-- DOCUMENT EXTRACT --
A video showed the whole process of the clay being dug from the mines, to the seeds being sculpted and painted, baked and shipped to Tate Modern. The people who made the seeds have been porcelain makers for thousand years, previously to the Emperor’s of China. They have less and less work as porcelain becomes less coveted, but they loved the new project (which they didn’t really understand) of making the seeds, and hoped that the artist would ask them to make something else for his works.

 

David Shrigley - Untitled, 2003 David Shrigley - Untitled, 1998

I loved all of David Shrigley’s works, they had quite a collection. Little ink and paper drawings all over the wall.

 

Franz Roh - Totalpanik II, 1937

Franz Roh – Total Panic II, 1937 This is a collage of etchings that was in the surrealist gallery. Having said I don’t really like surrealism, I actually liked a lot of the works there. This was in a little frame on a wall of with lots of other small works.

 

Lee Krasner - Gothic Landscape, 1961

Lee Krasner was the wife of Jackson Pollock, and she painted this after his death in a car accident. It is quite a large work in real life and full of emotion, and big sweeping strokes.

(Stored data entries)

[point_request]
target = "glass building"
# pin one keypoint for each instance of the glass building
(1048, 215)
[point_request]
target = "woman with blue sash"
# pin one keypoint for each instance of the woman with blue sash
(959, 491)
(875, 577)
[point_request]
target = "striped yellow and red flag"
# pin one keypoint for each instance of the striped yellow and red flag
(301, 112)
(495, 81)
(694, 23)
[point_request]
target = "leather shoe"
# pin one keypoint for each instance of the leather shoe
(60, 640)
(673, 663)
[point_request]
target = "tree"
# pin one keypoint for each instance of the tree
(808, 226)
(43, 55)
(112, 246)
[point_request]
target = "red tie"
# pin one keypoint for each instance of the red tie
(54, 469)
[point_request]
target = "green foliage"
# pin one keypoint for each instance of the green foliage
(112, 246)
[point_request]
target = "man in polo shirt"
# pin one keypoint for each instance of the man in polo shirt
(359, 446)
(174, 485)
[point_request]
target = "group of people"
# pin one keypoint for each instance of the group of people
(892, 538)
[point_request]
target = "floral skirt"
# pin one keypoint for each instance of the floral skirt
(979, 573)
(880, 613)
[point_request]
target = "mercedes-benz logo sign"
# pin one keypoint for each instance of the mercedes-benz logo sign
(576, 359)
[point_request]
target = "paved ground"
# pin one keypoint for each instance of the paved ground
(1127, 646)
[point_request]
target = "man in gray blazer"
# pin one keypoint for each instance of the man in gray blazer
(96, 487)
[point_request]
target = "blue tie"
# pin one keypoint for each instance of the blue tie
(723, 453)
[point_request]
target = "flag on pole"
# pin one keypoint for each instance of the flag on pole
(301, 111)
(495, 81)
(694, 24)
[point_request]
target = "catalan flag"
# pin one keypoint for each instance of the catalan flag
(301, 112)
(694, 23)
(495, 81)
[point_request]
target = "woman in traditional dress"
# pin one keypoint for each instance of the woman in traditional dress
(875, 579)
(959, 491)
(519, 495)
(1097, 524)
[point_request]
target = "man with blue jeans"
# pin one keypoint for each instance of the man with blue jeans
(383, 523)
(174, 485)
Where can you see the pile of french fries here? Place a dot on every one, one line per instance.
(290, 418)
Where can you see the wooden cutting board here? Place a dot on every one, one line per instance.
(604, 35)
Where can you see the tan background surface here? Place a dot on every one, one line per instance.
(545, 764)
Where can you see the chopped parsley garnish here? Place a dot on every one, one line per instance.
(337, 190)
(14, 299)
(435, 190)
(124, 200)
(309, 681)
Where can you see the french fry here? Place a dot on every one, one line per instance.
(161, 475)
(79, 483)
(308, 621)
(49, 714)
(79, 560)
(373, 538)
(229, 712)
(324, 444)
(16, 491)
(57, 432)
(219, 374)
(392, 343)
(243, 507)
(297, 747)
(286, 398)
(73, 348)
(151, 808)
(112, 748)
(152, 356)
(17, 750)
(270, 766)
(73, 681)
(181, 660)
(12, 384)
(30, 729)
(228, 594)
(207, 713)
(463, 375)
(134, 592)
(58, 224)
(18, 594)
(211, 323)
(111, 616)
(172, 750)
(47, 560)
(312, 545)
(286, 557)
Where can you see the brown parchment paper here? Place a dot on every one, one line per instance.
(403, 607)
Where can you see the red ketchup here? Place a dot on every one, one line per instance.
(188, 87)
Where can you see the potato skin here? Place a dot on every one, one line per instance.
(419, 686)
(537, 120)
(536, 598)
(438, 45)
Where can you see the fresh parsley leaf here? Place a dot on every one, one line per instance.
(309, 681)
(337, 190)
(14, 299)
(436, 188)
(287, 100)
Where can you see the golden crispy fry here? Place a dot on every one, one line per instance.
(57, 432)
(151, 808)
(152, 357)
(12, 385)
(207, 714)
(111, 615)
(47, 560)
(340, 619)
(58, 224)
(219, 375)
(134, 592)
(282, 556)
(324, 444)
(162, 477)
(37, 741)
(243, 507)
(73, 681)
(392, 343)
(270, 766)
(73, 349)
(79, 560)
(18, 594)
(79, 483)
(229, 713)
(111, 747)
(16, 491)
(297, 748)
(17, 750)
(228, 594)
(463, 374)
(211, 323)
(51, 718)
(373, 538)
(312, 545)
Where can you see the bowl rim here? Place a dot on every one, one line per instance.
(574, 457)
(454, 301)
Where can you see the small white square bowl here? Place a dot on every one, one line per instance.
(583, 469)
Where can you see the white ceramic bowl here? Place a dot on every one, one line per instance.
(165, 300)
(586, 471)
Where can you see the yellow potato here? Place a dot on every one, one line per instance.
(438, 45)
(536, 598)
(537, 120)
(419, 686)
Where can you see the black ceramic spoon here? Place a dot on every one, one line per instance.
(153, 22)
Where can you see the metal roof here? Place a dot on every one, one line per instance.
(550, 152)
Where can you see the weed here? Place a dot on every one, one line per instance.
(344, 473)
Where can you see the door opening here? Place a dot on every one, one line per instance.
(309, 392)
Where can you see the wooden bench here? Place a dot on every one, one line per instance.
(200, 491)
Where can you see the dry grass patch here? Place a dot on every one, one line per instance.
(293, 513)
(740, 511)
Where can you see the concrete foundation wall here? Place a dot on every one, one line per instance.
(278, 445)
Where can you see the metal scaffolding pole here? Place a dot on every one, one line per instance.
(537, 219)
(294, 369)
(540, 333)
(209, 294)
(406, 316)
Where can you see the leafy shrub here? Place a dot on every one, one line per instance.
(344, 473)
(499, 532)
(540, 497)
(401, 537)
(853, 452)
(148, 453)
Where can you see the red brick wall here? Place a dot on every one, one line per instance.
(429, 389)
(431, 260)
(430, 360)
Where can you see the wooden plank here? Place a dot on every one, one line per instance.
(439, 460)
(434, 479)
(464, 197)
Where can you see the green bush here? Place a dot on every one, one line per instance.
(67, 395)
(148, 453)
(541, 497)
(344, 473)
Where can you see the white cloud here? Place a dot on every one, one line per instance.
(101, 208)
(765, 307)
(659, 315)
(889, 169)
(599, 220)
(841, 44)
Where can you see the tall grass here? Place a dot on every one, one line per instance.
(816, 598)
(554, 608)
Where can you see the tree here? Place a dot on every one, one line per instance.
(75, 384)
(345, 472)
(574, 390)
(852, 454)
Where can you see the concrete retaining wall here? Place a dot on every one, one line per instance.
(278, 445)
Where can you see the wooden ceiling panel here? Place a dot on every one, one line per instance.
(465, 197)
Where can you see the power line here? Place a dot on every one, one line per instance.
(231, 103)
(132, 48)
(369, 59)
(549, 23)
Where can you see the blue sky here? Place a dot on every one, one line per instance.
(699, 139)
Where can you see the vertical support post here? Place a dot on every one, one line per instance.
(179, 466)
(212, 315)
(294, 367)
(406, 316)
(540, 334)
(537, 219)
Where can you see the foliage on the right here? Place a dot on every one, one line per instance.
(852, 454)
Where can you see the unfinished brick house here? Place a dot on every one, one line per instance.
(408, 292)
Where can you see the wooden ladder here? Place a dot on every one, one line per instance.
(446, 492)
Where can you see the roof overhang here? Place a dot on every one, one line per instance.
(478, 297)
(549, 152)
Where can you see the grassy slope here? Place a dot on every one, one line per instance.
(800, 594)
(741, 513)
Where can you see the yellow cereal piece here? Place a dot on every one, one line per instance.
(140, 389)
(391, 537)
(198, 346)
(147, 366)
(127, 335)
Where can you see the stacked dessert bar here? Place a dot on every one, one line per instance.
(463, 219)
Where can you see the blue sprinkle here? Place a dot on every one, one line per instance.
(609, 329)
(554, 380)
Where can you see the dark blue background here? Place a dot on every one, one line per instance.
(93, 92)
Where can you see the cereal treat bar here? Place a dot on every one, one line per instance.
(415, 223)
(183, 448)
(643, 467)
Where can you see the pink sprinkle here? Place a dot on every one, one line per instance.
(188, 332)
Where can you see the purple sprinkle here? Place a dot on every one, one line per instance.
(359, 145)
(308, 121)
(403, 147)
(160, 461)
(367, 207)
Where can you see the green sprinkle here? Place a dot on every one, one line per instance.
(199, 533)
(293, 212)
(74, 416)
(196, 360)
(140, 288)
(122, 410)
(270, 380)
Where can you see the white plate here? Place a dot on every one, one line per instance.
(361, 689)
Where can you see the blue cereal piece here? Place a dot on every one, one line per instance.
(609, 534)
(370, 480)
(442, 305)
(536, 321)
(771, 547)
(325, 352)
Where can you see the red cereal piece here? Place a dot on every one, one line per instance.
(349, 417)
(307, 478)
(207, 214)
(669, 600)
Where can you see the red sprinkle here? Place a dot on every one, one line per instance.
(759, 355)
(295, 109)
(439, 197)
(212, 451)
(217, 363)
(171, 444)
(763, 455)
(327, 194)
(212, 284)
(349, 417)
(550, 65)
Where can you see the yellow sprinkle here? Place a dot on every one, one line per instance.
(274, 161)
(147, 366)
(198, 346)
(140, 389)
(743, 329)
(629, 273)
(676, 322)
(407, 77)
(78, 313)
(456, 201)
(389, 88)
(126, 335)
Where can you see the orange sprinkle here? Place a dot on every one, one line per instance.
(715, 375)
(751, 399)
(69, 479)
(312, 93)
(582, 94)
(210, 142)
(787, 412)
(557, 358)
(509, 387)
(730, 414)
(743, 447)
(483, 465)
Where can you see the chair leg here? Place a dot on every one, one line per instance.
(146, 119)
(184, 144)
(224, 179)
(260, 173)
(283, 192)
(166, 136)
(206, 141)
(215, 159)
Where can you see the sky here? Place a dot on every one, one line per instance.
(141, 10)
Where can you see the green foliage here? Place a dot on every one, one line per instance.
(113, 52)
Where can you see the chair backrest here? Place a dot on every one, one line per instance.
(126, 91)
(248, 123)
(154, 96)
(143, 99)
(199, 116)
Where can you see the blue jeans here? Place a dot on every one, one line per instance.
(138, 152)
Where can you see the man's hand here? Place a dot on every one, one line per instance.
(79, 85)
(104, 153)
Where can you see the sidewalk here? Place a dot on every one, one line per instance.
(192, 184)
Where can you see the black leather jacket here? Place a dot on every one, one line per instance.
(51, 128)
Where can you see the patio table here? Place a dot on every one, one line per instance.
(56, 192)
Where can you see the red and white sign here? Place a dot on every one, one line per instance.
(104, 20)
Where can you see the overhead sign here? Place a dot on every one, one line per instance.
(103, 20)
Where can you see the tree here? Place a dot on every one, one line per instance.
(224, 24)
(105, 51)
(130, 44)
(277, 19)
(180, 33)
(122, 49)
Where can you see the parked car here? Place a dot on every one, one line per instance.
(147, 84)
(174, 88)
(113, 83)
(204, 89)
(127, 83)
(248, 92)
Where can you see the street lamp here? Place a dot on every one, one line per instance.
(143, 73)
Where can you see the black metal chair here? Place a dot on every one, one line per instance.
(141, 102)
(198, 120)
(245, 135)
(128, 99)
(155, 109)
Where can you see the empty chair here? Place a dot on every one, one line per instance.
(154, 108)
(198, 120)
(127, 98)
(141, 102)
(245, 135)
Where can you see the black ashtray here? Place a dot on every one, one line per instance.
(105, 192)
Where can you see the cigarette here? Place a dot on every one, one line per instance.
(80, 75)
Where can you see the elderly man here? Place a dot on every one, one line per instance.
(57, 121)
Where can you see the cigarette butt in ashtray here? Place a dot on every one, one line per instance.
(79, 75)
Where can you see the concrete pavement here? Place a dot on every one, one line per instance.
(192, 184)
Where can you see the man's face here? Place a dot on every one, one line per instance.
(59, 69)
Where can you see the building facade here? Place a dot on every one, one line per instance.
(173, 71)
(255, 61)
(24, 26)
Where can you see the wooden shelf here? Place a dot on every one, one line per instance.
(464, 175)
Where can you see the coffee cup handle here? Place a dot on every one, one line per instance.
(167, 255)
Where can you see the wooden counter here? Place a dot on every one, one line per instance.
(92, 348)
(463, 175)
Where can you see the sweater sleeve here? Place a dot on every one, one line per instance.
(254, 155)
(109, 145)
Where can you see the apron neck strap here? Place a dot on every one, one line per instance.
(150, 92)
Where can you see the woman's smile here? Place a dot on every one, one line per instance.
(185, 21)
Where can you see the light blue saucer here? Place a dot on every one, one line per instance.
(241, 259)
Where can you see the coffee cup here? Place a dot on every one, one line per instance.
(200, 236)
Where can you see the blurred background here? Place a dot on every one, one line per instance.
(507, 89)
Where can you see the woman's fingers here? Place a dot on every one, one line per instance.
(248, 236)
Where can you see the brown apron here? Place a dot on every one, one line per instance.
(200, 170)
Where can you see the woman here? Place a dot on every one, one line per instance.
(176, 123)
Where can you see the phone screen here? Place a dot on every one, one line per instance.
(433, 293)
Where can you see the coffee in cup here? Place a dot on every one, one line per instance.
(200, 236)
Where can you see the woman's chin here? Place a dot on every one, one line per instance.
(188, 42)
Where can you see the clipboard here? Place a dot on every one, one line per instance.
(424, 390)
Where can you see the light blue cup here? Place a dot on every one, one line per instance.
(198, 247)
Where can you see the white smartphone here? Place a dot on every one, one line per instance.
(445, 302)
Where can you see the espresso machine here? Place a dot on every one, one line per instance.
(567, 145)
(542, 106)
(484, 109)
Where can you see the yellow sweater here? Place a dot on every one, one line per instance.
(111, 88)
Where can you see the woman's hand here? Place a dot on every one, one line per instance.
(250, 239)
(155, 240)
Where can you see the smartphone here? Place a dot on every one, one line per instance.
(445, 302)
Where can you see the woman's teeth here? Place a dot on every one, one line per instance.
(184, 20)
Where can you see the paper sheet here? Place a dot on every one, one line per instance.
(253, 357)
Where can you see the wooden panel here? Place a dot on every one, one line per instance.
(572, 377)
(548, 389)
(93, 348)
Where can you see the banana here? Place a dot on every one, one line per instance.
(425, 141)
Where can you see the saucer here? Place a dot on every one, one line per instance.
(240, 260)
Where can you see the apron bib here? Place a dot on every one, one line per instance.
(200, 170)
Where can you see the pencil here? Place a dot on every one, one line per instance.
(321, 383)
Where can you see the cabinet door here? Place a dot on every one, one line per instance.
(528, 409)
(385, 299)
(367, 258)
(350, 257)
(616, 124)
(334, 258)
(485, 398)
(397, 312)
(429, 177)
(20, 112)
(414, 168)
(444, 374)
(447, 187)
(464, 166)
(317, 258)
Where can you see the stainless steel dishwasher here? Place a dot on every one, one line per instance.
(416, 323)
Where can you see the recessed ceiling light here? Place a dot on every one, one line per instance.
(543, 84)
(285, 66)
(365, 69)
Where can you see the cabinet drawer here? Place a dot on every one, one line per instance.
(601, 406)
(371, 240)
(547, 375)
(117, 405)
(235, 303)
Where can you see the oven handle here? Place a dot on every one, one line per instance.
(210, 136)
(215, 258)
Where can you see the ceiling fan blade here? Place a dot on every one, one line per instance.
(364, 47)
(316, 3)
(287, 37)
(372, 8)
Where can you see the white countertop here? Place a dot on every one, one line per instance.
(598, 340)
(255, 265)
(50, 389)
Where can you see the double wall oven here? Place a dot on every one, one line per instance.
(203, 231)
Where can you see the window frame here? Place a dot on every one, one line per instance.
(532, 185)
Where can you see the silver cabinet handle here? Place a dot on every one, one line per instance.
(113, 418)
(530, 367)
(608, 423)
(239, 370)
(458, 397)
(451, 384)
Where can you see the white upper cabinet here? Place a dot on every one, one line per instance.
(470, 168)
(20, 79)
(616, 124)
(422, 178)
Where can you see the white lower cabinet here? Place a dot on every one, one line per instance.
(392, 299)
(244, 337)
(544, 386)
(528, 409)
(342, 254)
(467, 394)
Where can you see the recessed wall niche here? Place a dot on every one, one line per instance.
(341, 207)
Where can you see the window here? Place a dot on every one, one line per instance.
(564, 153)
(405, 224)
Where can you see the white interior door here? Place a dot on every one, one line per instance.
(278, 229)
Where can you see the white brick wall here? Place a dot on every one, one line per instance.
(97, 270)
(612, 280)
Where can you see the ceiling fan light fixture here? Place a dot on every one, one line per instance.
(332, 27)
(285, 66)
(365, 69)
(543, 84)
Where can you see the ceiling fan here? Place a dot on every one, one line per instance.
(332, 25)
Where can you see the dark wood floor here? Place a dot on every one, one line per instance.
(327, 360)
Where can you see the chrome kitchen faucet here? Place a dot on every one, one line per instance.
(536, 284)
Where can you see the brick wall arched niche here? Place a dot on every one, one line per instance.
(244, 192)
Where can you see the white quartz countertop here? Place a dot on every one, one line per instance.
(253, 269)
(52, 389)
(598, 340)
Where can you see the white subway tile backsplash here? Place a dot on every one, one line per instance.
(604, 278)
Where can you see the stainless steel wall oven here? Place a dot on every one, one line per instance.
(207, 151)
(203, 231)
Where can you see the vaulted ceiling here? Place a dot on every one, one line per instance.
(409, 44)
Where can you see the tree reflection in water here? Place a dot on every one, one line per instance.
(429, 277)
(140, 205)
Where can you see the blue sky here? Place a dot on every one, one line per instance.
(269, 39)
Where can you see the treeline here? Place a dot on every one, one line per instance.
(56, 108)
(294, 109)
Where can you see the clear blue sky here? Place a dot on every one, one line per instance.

-- TASKS AND EXERCISES --
1. Reproduce the Tate Modern post from "Lee Krasner was" to "big sweeping strokes.".
2. Render this sentence from the Tate Modern post in Spanish: "Lee Krasner was the wife of Jackson Pollock, and she painted this after his death in a car accident."

-- EXPECTED RESPONSES --
1.
Lee Krasner was the wife of Jackson Pollock, and she painted this after his death in a car accident. It is quite a large work in real life and full of emotion, and big sweeping strokes.

2. Lee Krasner era la esposa de Jackson Pollock, y pintó esto después de su muerte en un accidente de coche.